▶ **TASK DIRECTIONS**: Below are some records; write them all out again exactly.

▶ **RECORDS FOR THE EXERCISE**:
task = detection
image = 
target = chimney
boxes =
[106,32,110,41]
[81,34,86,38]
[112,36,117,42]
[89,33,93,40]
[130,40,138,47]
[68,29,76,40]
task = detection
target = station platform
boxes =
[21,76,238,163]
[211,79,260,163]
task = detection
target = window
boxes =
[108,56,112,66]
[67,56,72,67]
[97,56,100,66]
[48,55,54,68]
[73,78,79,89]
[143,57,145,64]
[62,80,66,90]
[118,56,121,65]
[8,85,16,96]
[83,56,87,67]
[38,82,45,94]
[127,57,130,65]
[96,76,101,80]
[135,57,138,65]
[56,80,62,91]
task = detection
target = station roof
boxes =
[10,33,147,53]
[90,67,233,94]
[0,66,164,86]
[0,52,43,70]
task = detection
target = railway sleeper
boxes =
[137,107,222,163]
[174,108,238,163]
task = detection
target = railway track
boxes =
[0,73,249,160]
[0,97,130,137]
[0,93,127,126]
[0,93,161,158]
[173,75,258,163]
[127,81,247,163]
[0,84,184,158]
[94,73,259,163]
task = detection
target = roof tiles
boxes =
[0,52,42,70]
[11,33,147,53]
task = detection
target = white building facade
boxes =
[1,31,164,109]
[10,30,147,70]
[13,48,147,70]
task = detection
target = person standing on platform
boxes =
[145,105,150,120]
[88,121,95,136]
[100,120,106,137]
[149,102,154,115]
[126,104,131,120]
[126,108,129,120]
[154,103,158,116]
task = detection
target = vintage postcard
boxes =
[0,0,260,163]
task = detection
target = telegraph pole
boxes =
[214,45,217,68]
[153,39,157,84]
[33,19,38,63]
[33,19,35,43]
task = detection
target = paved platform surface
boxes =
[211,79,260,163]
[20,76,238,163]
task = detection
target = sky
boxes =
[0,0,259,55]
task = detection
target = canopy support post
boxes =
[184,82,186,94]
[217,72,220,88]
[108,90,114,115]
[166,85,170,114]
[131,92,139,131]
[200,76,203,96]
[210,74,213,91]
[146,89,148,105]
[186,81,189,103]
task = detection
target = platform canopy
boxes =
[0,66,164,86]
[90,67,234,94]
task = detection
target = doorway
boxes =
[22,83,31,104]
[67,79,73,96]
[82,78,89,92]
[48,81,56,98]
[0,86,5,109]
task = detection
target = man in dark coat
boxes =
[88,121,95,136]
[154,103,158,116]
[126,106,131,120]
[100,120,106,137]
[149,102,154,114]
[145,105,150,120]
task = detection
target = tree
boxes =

▶ **EXERCISE SOLUTION**:
task = detection
image = 
target = chimney
boxes =
[106,32,110,41]
[81,34,86,38]
[112,36,117,42]
[89,33,93,40]
[130,40,138,47]
[68,29,76,40]
task = detection
target = station platform
boxes =
[21,76,238,163]
[211,79,260,163]
task = detection
target = window
boxes =
[108,56,112,66]
[67,56,72,67]
[97,56,100,66]
[48,55,54,68]
[73,78,79,89]
[143,57,145,64]
[62,80,66,90]
[118,56,121,65]
[8,85,16,96]
[83,56,87,67]
[38,82,45,94]
[127,57,130,65]
[96,76,101,80]
[135,57,138,65]
[56,80,62,91]
task = detection
target = station roof
boxes =
[10,33,147,53]
[90,67,233,94]
[0,66,164,86]
[0,52,43,70]
task = detection
target = railway sleeper
boxes =
[137,107,222,163]
[174,108,238,163]
task = detection
target = railway track
boxes =
[0,73,249,160]
[0,97,130,137]
[0,93,127,126]
[0,93,161,158]
[173,75,258,163]
[127,81,247,163]
[0,84,184,158]
[94,73,259,163]
task = detection
target = roof tiles
boxes =
[0,52,42,70]
[11,33,147,53]
task = detection
target = white building facade
boxes =
[1,31,164,109]
[10,30,147,70]
[13,48,147,70]
task = detection
target = person standing on platform
boxes =
[145,105,150,120]
[88,121,95,136]
[100,120,106,137]
[149,102,154,115]
[126,104,131,120]
[126,108,129,120]
[154,103,158,116]
task = detection
target = vintage postcard
boxes =
[0,0,260,163]
task = detection
target = telegraph pole
boxes =
[214,45,217,68]
[153,39,157,84]
[33,19,38,63]
[33,19,35,43]
task = detection
target = paved platform surface
boxes =
[211,79,260,163]
[20,76,238,163]
task = detection
target = sky
boxes =
[0,0,259,55]
task = detection
target = canopy support post
boxes =
[184,82,186,94]
[217,72,220,88]
[108,90,114,115]
[166,85,170,114]
[131,92,139,131]
[200,76,203,96]
[210,74,213,91]
[146,89,148,105]
[186,81,189,103]
task = detection
target = platform canopy
boxes =
[0,66,164,86]
[90,67,234,94]
task = detection
target = doorway
boxes =
[22,83,31,104]
[67,79,73,96]
[82,78,89,92]
[48,81,56,98]
[0,86,5,109]
task = detection
target = man in dark coat
boxes =
[88,121,95,136]
[154,103,158,116]
[126,106,131,120]
[100,120,106,137]
[149,102,154,114]
[145,105,150,120]
task = detection
target = tree
boxes =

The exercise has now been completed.